# Exercise goal:
Copy the rows below word for word, from the line that contains "the white house" up to and including the final row. Include only those lines.

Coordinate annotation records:
□ □ □ □ □
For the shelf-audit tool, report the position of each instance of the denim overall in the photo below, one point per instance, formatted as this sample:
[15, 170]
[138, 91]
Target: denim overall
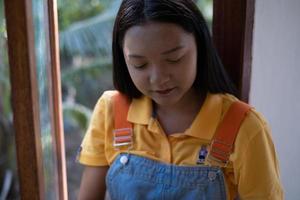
[133, 177]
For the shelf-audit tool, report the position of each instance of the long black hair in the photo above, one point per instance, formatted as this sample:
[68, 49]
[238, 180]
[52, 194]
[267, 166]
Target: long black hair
[211, 76]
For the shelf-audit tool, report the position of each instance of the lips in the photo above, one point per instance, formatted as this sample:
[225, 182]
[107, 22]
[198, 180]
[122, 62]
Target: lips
[164, 92]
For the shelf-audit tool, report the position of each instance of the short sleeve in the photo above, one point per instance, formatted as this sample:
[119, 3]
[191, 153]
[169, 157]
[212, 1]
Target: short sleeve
[258, 174]
[92, 149]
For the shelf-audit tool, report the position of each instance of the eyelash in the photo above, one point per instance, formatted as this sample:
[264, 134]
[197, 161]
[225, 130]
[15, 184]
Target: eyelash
[140, 66]
[169, 61]
[174, 61]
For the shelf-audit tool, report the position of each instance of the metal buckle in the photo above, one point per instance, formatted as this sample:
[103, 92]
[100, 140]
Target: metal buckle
[122, 137]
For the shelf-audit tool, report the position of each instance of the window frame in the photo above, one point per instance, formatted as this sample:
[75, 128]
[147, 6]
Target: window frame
[233, 35]
[25, 99]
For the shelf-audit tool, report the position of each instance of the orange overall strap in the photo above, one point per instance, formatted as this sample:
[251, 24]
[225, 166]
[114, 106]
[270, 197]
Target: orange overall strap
[120, 108]
[222, 144]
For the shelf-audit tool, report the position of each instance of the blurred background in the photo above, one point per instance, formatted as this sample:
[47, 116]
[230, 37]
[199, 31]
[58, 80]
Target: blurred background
[85, 29]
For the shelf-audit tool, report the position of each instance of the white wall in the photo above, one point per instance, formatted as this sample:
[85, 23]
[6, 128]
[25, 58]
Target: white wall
[275, 84]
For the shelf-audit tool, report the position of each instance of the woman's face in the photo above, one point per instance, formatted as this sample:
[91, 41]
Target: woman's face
[161, 60]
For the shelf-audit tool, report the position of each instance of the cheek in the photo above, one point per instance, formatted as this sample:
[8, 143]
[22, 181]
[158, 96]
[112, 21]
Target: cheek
[137, 77]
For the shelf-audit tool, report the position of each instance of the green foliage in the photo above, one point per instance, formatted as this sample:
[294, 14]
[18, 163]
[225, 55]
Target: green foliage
[70, 11]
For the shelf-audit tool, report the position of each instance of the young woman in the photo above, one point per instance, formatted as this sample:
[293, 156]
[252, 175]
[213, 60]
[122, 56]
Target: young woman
[158, 135]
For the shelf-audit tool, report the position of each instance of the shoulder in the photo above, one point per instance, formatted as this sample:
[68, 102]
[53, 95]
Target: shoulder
[253, 122]
[105, 100]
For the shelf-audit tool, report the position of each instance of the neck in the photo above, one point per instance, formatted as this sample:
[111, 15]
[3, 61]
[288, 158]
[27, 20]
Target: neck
[190, 103]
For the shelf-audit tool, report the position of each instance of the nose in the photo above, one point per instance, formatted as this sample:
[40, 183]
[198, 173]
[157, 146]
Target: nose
[159, 75]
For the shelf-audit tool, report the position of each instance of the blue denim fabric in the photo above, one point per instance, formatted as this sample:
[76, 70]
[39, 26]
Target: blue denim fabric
[140, 178]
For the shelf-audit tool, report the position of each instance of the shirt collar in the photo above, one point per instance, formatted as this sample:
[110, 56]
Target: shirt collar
[203, 126]
[140, 110]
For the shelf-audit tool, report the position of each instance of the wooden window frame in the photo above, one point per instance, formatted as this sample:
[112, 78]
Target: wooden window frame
[25, 99]
[232, 34]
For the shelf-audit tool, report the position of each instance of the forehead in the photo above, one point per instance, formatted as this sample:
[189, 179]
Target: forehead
[156, 36]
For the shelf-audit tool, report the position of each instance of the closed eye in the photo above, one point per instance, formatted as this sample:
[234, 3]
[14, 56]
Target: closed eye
[174, 60]
[140, 66]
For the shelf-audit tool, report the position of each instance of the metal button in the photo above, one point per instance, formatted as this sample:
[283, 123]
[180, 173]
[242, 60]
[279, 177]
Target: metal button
[124, 160]
[212, 175]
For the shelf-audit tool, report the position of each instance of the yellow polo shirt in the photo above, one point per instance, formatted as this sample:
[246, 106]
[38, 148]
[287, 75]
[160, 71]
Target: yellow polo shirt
[253, 170]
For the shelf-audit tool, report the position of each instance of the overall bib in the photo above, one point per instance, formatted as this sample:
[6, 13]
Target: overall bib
[133, 177]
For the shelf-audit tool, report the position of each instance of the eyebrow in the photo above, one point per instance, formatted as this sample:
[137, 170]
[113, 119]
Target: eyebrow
[163, 53]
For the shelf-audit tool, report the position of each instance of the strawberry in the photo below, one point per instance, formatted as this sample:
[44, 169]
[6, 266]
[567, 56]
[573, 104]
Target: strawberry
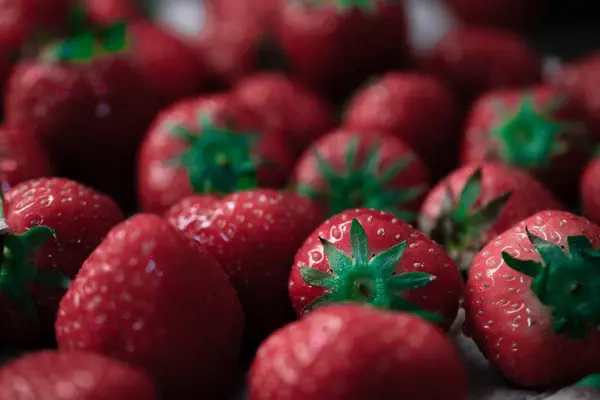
[531, 300]
[474, 60]
[537, 129]
[51, 226]
[349, 169]
[207, 144]
[362, 354]
[153, 298]
[372, 257]
[303, 115]
[476, 203]
[402, 103]
[22, 157]
[75, 376]
[254, 235]
[334, 45]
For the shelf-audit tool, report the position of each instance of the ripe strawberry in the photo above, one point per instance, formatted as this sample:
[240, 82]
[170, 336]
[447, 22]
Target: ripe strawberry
[476, 203]
[303, 115]
[73, 375]
[334, 45]
[362, 354]
[22, 157]
[153, 298]
[372, 257]
[348, 169]
[530, 301]
[402, 103]
[207, 144]
[53, 225]
[474, 60]
[537, 129]
[254, 235]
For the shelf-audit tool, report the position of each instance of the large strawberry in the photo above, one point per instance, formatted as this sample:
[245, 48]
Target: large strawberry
[334, 45]
[372, 257]
[362, 354]
[474, 60]
[302, 114]
[254, 235]
[532, 300]
[402, 104]
[75, 376]
[350, 168]
[208, 144]
[50, 227]
[152, 297]
[477, 202]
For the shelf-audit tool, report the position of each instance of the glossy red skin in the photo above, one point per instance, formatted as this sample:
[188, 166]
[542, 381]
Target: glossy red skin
[479, 146]
[168, 309]
[403, 103]
[347, 352]
[473, 60]
[529, 354]
[528, 195]
[161, 185]
[303, 115]
[81, 217]
[334, 146]
[383, 231]
[333, 52]
[254, 236]
[22, 157]
[89, 376]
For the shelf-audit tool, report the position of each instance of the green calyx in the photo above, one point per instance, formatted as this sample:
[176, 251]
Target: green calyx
[218, 159]
[566, 283]
[530, 138]
[366, 278]
[364, 185]
[461, 226]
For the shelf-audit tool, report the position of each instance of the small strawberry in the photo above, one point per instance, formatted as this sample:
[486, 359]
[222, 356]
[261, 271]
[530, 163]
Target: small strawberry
[334, 45]
[372, 257]
[51, 226]
[402, 103]
[153, 298]
[474, 60]
[532, 303]
[207, 144]
[73, 375]
[348, 169]
[537, 129]
[302, 114]
[362, 354]
[254, 235]
[476, 203]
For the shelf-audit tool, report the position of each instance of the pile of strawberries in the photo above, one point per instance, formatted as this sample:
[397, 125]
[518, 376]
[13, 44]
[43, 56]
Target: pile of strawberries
[271, 228]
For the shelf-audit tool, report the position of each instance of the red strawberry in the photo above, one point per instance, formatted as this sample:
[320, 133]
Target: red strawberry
[474, 60]
[531, 300]
[22, 157]
[153, 298]
[476, 203]
[348, 169]
[74, 376]
[372, 257]
[537, 129]
[302, 114]
[53, 225]
[402, 104]
[362, 354]
[207, 144]
[334, 45]
[254, 235]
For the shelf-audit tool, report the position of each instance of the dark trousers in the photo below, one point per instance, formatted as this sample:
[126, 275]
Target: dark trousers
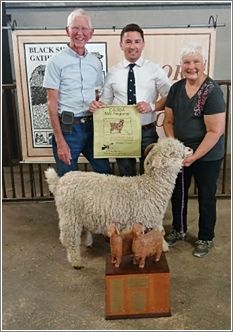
[127, 166]
[205, 174]
[80, 141]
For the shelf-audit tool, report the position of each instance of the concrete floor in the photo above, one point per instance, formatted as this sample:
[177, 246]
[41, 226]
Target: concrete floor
[41, 291]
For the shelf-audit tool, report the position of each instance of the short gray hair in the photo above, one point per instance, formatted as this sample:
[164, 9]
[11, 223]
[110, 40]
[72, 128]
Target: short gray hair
[77, 13]
[193, 48]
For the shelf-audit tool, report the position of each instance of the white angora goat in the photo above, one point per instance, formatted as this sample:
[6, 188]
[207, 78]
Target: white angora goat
[91, 201]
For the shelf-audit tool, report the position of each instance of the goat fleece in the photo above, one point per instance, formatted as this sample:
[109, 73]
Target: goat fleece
[91, 201]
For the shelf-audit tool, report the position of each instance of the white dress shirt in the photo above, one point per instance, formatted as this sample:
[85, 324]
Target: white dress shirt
[150, 80]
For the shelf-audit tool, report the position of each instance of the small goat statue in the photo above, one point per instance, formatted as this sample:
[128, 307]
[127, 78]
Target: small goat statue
[120, 244]
[148, 244]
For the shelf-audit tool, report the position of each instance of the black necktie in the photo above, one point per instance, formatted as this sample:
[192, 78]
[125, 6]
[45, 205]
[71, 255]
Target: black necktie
[131, 85]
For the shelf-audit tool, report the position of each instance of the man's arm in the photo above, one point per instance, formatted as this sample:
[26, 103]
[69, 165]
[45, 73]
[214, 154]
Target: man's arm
[63, 149]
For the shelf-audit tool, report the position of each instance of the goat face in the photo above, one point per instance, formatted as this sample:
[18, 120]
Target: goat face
[168, 153]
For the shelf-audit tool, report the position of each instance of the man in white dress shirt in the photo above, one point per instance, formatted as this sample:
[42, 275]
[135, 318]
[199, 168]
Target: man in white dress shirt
[151, 82]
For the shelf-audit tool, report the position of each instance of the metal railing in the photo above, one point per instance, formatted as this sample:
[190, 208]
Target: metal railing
[23, 182]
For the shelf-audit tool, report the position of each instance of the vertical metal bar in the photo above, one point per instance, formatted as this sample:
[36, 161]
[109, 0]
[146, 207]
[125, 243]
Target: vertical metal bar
[50, 194]
[12, 182]
[3, 184]
[40, 180]
[22, 180]
[32, 181]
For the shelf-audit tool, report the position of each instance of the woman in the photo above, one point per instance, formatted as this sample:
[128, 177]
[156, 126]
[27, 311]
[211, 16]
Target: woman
[195, 114]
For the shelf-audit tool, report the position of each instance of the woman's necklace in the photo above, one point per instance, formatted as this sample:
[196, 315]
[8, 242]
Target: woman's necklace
[191, 89]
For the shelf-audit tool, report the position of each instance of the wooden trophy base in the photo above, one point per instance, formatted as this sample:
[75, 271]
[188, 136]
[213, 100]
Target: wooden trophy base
[133, 292]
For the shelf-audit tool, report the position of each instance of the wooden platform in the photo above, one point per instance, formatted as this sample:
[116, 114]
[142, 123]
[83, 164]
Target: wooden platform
[132, 292]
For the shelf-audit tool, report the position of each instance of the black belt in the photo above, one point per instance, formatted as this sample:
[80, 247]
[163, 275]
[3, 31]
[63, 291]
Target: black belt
[83, 119]
[149, 125]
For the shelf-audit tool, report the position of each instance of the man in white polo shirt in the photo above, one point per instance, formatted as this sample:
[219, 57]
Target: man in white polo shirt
[71, 77]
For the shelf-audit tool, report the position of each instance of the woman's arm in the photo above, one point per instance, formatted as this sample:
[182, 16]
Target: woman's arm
[168, 122]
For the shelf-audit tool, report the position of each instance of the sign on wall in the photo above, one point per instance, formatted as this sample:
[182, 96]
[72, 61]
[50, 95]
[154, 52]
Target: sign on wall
[32, 49]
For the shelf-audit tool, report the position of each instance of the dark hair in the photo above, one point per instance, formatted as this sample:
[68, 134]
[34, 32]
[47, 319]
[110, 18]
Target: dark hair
[132, 27]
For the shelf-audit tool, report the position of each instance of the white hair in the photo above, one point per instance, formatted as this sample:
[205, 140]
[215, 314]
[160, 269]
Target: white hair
[193, 48]
[77, 13]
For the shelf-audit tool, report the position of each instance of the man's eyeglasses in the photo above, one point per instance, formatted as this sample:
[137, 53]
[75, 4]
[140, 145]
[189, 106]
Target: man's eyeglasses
[82, 29]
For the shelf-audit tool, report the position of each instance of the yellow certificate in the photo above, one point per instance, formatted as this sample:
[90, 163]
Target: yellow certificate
[117, 132]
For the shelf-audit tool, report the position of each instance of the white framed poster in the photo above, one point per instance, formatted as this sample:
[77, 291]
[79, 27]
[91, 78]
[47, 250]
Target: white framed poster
[32, 49]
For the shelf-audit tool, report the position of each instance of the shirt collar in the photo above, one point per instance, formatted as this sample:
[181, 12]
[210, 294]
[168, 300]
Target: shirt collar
[139, 62]
[75, 53]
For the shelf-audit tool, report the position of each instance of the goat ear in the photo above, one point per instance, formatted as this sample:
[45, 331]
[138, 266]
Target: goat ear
[148, 148]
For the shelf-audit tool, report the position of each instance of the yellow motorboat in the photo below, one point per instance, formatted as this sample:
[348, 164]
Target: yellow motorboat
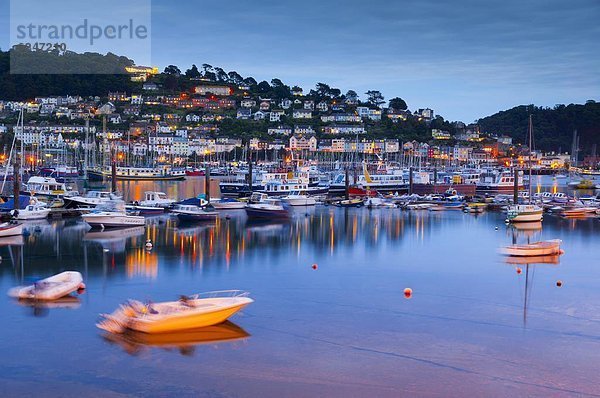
[134, 342]
[202, 310]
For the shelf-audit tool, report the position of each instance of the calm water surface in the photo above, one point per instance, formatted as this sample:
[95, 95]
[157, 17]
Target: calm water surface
[474, 326]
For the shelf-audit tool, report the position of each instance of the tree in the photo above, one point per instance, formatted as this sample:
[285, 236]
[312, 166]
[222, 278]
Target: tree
[172, 70]
[250, 81]
[323, 89]
[351, 95]
[375, 98]
[193, 72]
[235, 77]
[277, 83]
[398, 104]
[206, 68]
[264, 87]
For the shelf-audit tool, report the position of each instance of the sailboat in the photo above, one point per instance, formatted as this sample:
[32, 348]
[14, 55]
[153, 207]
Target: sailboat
[526, 212]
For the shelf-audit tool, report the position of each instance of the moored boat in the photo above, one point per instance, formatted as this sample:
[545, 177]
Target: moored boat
[544, 248]
[112, 214]
[198, 311]
[51, 288]
[191, 213]
[10, 229]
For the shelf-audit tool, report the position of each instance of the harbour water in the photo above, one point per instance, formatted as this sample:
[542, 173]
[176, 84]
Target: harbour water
[474, 326]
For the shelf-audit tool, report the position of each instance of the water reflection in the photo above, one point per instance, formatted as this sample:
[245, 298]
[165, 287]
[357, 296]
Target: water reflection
[185, 342]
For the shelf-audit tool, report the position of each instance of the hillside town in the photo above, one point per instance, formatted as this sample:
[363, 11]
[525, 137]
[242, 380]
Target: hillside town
[214, 119]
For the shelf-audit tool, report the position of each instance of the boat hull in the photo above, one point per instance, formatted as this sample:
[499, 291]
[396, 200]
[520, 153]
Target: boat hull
[267, 214]
[113, 221]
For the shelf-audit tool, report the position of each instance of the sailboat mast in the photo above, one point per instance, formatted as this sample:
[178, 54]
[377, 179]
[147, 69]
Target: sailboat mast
[530, 149]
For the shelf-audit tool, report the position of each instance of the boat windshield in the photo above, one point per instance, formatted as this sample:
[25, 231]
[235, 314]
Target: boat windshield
[111, 206]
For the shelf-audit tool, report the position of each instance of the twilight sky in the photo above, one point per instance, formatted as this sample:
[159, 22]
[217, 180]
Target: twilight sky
[465, 59]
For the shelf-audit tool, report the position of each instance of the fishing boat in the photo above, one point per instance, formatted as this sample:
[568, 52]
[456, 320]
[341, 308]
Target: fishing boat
[202, 310]
[159, 173]
[35, 210]
[268, 208]
[576, 212]
[194, 172]
[524, 213]
[112, 214]
[544, 248]
[60, 171]
[227, 204]
[156, 199]
[90, 200]
[46, 187]
[183, 341]
[191, 213]
[299, 198]
[51, 288]
[144, 210]
[355, 202]
[10, 229]
[500, 182]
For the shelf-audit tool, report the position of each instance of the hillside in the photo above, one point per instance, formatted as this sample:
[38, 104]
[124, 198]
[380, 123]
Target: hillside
[553, 127]
[20, 87]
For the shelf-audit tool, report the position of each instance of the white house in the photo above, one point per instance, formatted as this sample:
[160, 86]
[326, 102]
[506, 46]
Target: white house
[260, 115]
[344, 129]
[244, 113]
[367, 113]
[303, 129]
[302, 114]
[275, 116]
[192, 117]
[285, 103]
[303, 143]
[322, 106]
[248, 103]
[280, 130]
□ □ □ □ □
# Output for this task:
For the shelf-audit tool, report the position of each instance of the white house in the photo above, one point per instance, formatted as this sample:
[160, 86]
[326, 102]
[506, 46]
Target: white house
[260, 115]
[344, 129]
[244, 113]
[367, 113]
[303, 129]
[302, 114]
[275, 116]
[192, 117]
[285, 103]
[303, 143]
[322, 106]
[248, 103]
[280, 130]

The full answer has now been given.